:: Texto extraído ::

Organizações de defesa dos direitos humanos apelaram esta sexta-feira à libertação imediata de uma jornalista detida em Marrocos por um “aborto ilegal”, que esta nega, enquanto as mensagens de apoio se multiplicam nas redes sociais.
“Em vez de intimidar Hajar Raissouni, perseguindo-a com acusações injustas, as autoridades deviam libertá-la imediatamente e sem condições”, afirmou Heba Morayef, diretora regional da Amnistia Internacional, num comunicado.
“Violar o seu direito à vida privada e criminalizar uma liberdade individual é inadmissível”, secundou Ahmed Benchemsi, diretor regional da Human Rigths Watch. “Acrescem as suspeitas de golpe baixo político visto que a acusada é repórter num dos últimos jornais independentes de Marrocos”, adiantou.
Raissouni, 28 anos, jornalista do diário de língua árabe Akhbar Al-Yaoum, foi detida por seis polícias à saída de uma clínica da capital de Marrocos e submetida a um exame médico que contesta.
Ficou detida até ao julgamento previsto para segunda-feira por “aborto ilegal” e “relações sexuais fora do casamento”. O namorado, com o qual deve casar em meados deste mês, segundo os seus familiares, foi detido ao mesmo tempo, assim como o médico que a tratava, um enfermeiro e uma secretária.

:::
:: Excerto do material ::

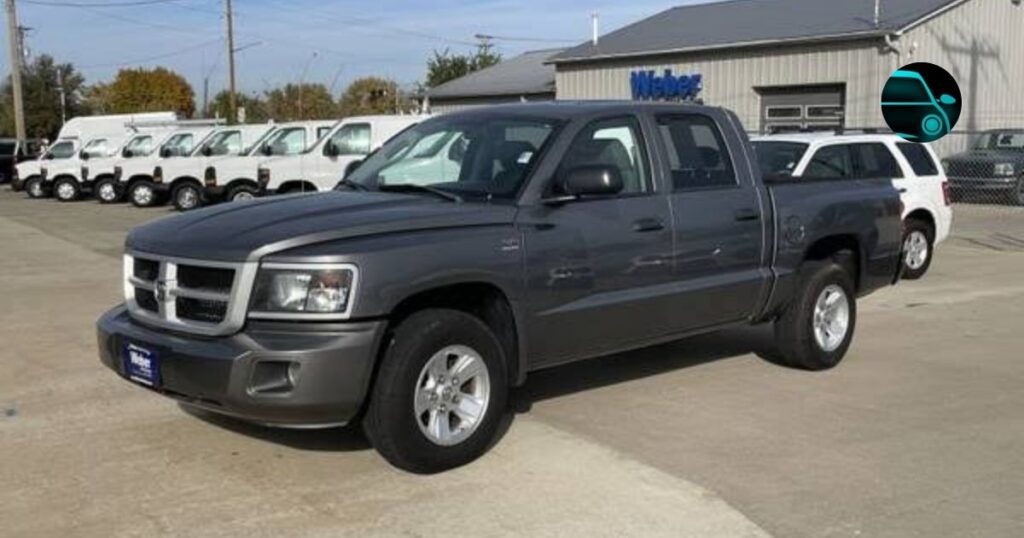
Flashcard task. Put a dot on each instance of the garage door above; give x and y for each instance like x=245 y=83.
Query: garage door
x=793 y=109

:::

Copie, do texto sobre a jornalista detida em Marrocos, o trecho que abre com as palavras "Raissouni, 28 anos, jornalista" e fecha com "e uma secretária.". Responda usando apenas o texto.

» **Resolução**:
Raissouni, 28 anos, jornalista do diário de língua árabe Akhbar Al-Yaoum, foi detida por seis polícias à saída de uma clínica da capital de Marrocos e submetida a um exame médico que contesta.
Ficou detida até ao julgamento previsto para segunda-feira por “aborto ilegal” e “relações sexuais fora do casamento”. O namorado, com o qual deve casar em meados deste mês, segundo os seus familiares, foi detido ao mesmo tempo, assim como o médico que a tratava, um enfermeiro e uma secretária.